## TEXTE
- - -

Saisie arbitraire des sommes dues

Un créancier saisit le compte de virement d’une salariée sans avoir effectué une  tentative de conciliation, en violation des articles 174 et 175 des Actes Uniformes OHADA.

Courant 2007, le compte de virement mensuel de salaire de dame  Nafissatou Abdoulaye, Professeur des  lycées d’enseignement Générale (PLEG) et en service dans un  établissement public de la place, est saisi en totalité par  un tiers, inconnu  Monsieur Nestor Bifouna pour recouvrement d’une créance dont son époux Monsieur Noussa Abdoulaye, était débiteur. Surprise, elle saisit alors le juge des référés pour une ordonnance de main levée d’une telle procédure.

- - -

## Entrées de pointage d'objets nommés
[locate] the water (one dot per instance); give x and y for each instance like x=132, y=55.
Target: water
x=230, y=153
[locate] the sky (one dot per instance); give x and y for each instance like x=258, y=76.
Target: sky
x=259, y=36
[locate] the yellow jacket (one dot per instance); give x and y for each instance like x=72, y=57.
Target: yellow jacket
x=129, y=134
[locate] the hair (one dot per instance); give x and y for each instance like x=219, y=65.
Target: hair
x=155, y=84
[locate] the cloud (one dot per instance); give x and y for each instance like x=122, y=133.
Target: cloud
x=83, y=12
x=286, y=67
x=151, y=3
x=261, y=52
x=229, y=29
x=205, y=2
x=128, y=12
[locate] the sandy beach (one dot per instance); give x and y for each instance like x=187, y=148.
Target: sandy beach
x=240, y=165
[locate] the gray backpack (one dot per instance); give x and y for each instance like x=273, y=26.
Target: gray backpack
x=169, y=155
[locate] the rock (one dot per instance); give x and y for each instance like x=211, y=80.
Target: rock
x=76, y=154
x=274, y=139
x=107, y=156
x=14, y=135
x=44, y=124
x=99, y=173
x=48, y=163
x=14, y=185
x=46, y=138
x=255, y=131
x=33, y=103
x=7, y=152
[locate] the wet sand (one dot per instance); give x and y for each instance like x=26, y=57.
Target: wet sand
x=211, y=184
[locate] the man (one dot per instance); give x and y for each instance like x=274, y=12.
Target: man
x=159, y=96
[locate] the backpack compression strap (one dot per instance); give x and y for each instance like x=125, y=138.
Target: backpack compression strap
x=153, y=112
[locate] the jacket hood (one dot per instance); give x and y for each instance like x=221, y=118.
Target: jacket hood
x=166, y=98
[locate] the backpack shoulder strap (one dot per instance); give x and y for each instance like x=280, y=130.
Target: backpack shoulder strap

- - -

Reformulez sous forme de liste le paragraphe du texte ci-dessus qui commence par « Courant 2007 », en conservant ses faits principaux.

## RÉPONSE ATTENDUE
- Courant 2007, le compte de virement mensuel de salaire de dame Nafissatou Abdoulaye est saisi en totalité.
- Elle est professeur (PLEG) et exerce dans un établissement public de la place.
- La saisie est opérée par un tiers inconnu, Monsieur Nestor Bifouna.
- Elle vise le recouvrement d'une créance dont son époux, Monsieur Noussa Abdoulaye, était débiteur.
- Surprise, elle saisit le juge des référés afin d'obtenir une ordonnance de mainlevée de cette procédure.